■ **Description of the task**:
Please reproduce each of the records below word for word, leaving out none of them.

■ **Supplied material**:
+ + + + + + +
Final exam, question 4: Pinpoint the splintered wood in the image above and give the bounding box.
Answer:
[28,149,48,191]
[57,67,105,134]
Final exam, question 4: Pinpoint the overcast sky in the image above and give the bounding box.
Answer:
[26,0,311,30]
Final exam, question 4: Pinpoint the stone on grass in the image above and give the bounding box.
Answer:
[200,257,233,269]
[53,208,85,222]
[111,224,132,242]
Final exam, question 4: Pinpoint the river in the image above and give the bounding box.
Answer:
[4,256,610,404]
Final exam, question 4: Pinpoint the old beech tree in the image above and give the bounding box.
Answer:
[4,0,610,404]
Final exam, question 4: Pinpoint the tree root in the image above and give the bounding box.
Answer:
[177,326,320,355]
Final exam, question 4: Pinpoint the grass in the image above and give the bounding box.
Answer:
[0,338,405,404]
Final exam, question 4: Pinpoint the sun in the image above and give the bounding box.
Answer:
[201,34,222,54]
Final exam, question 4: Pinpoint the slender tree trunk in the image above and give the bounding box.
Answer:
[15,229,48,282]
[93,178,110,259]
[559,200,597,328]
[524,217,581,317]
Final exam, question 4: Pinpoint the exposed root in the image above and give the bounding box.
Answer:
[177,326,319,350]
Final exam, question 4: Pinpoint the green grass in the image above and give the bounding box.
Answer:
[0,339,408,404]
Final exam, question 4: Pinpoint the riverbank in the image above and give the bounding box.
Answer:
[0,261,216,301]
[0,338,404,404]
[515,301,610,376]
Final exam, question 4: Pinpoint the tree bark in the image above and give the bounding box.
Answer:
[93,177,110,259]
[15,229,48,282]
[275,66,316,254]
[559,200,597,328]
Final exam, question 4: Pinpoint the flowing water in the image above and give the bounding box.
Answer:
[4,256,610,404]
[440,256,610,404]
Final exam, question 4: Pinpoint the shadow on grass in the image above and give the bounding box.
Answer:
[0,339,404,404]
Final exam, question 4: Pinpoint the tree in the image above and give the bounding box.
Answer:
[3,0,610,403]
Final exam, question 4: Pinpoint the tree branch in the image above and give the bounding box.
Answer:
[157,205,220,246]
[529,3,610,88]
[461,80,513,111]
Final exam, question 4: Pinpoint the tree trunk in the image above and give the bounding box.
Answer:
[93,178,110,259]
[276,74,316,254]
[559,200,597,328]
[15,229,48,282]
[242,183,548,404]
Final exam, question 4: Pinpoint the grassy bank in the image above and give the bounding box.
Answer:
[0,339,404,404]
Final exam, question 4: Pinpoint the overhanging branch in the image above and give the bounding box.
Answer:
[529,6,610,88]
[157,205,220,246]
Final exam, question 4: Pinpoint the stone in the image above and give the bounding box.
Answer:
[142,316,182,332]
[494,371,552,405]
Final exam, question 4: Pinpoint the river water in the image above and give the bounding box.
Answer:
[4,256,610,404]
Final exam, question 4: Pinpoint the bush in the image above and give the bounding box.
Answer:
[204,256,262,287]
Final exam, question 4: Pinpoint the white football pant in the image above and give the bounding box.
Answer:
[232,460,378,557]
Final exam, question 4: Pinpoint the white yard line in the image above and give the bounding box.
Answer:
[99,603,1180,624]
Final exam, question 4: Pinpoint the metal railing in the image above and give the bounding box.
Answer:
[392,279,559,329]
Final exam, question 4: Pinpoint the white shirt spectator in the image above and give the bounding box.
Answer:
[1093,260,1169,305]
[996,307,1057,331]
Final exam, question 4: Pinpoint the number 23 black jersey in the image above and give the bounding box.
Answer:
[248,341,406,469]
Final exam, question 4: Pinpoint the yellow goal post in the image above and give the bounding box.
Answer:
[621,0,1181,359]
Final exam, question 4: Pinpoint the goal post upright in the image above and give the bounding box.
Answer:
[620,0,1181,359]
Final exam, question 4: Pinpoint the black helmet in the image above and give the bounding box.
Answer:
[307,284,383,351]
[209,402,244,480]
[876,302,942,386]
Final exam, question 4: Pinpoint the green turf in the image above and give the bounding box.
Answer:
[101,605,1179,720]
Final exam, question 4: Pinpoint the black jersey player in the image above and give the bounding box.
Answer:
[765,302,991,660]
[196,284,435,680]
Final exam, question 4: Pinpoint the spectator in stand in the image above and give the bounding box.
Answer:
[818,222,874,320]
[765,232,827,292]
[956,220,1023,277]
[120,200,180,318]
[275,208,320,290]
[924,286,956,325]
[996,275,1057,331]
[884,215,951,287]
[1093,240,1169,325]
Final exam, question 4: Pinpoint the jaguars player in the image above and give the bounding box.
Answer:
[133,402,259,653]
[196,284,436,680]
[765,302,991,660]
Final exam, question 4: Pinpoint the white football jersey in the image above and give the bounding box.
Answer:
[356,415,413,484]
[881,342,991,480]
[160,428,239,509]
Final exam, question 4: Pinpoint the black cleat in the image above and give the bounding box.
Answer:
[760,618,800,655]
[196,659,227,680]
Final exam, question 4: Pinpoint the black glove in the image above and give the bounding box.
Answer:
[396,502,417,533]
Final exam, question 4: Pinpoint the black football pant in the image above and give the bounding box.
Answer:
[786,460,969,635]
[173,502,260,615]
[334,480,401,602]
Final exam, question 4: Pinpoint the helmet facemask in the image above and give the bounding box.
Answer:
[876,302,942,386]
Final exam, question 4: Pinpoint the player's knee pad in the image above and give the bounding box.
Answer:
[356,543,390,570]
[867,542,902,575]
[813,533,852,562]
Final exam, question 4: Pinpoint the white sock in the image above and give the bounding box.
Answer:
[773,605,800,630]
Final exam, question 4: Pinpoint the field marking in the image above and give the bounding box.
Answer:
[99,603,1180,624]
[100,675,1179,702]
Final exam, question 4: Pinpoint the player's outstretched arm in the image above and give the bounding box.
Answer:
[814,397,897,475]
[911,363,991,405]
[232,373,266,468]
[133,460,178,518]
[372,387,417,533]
+ + + + + + +
■ **Written solution**:
Final exam, question 4: Pinpoint the splintered wood in the image above and give the bounding box.
Answer:
[28,149,48,191]
[57,67,105,134]
Final exam, question 4: Pinpoint the overcast sky in the image above and give the bounding box.
Answer:
[26,0,311,30]
Final exam, question 4: Pinpoint the stone on grass in the image above and give the bounding box.
Answer:
[200,257,233,269]
[53,208,85,222]
[111,224,132,242]
Final exam, question 4: Pinpoint the river in the image above and give the bounding box.
Answer:
[4,256,610,404]
Final exam, question 4: Pinpoint the old beech tree in the image above and give the bounding box.
Answer:
[4,0,610,404]
Final exam, question 4: Pinpoint the tree root in the image above and give the bounding box.
Answer:
[177,326,320,355]
Final exam, question 4: Pinpoint the grass in the image above and give the bounding box.
Answer:
[0,338,405,404]
Final exam, question 4: Pinpoint the sun in the image above and give the bounding box.
Answer:
[201,34,222,54]
Final exam, question 4: Pinpoint the slender tree trunk in the image above and give the bounding box.
Answer:
[15,229,48,282]
[93,178,110,259]
[559,200,597,328]
[524,217,581,317]
Final exam, question 4: Pinpoint the exposed root in the image above and give the bounding box.
Answer:
[177,326,319,350]
Final exam, question 4: Pinpoint the green grass in the image above and give the bounding box.
Answer:
[0,339,408,404]
Final exam, question 4: Pinpoint the riverbank in the image above and give the bounding box.
Answer:
[0,261,216,301]
[0,338,404,404]
[515,301,610,376]
Final exam, question 4: Pinpoint the tree bark in the image above and give the bounding box.
Answer:
[93,177,110,259]
[15,229,48,282]
[275,66,316,254]
[559,200,597,328]
Final exam, question 4: Pinpoint the flowing water in the image above and give the bounding box.
Answer:
[4,256,610,404]
[440,256,610,404]
Final exam, question 4: Pinpoint the shadow on grass in the image above and give the bounding box.
Answer:
[0,339,404,404]
Final exam, question 4: Pinpoint the tree in the image above and give the bounding box.
Answer:
[3,0,610,403]
Final exam, question 4: Pinpoint the tree branch in the image above and give the bounding box.
Answer:
[157,205,220,246]
[529,3,610,88]
[461,80,513,111]
Final exam, question 4: Pinpoint the tree trunk in the image above and give the bounding box.
Answer:
[93,178,110,259]
[276,74,316,254]
[559,200,597,328]
[15,229,48,282]
[242,183,548,404]
Final exam, question 4: Pinpoint the grassy bank in the image above and give the bounding box.
Answer:
[0,339,404,404]
Final exam, question 4: Pinpoint the overhanging branch in the image above and give the bounding box.
Answer:
[529,6,610,88]
[157,205,220,246]
Final exam, question 4: Pinpoint the stone in the image above and give the bounding box.
Answer:
[142,316,182,332]
[494,371,552,405]
Final exam, question 4: Pinpoint the river water in the image above and give the bounding box.
Answer:
[4,256,610,404]
Final exam, question 4: Pinpoint the bush in the image above and give the bounding box.
Answer:
[204,256,262,287]
Final exam, question 4: Pinpoint the white football pant in the image above and give the bounding box.
Answer:
[232,460,378,557]
Final exam, question 4: Pinpoint the white yard line in the image above and give the bounding box.
Answer:
[99,603,1180,624]
Final exam, question 4: Pinpoint the metal railing in the image above and give the bounding box.
Answer:
[392,279,559,329]
Final exam, question 4: Pinpoint the white shirt spectator in the image above and give the bounding box.
Answer:
[1093,260,1169,305]
[996,307,1057,331]
Final exam, question 4: Pinpoint the number 23 black jersey in the image above and give the bounding box.
Answer:
[248,341,406,469]
Final exam, question 4: Pinpoint the yellow goal post in the image above and give the bounding box.
Answer:
[621,0,1181,359]
Final exam, question 4: Pinpoint the goal post upright in the image above and give the bounding box.
Answer:
[620,0,1181,359]
Final exam, question 4: Pinpoint the black helmet in the image above and give the bounding box.
Answer:
[307,284,383,351]
[209,402,244,480]
[876,302,942,386]
Final exam, question 4: Pinpoint the green turf in the image above and give the bounding box.
Answer:
[101,605,1179,720]
Final exam, question 4: Pinpoint the black jersey player in the image above and give the bounding box.
Answer:
[765,302,991,660]
[196,284,435,680]
Final exam, question 4: Pinpoint the spectator in stand in the image above and give the bounding box.
Answer:
[818,222,874,320]
[765,232,827,292]
[956,220,1023,277]
[120,200,180,318]
[275,208,320,290]
[924,286,956,325]
[996,275,1057,331]
[884,215,951,287]
[1093,240,1169,325]
Final exam, question 4: Pinpoint the jaguars player in the image above and give the bounding box.
Answer:
[133,402,259,653]
[196,284,436,680]
[765,302,991,660]
Final exam, question 4: Pinpoint the white football jersey in the image above and give the bounding box.
Answer:
[356,415,413,484]
[881,342,991,480]
[160,428,239,509]
Final exam, question 4: Pinpoint the black cleat in the image above and give the bounding box.
Answer:
[760,618,800,655]
[196,659,227,680]
Final exam, question 4: Pinpoint the black glove in the image above and give the bounding box.
Answer:
[396,502,417,533]
Final exam, question 4: Pinpoint the black football pant in the image above and give the bounding box.
Answer:
[786,460,969,635]
[173,502,260,615]
[334,480,401,602]
Final exam, question 4: Pinpoint the helmet facemask in the image above and give the bounding box.
Answer:
[876,302,942,386]
Final exam, question 4: Pinpoint the player's knee pad in the image above and give the bounding box.
Answer:
[356,543,390,570]
[867,542,902,575]
[813,533,852,562]
Final exam, question 4: Pinpoint the white sock in the image above and give the bounding box.
Answer:
[773,605,800,630]
Final exam, question 4: Pinpoint the field marking in the image above and give the bounding box.
Answer:
[99,603,1180,624]
[100,675,1179,702]
Final exam, question 4: Pinpoint the player's outstretched arm in the image above and give the bounding box.
Answer:
[814,397,897,475]
[911,363,991,405]
[232,373,266,468]
[133,460,178,518]
[372,387,417,533]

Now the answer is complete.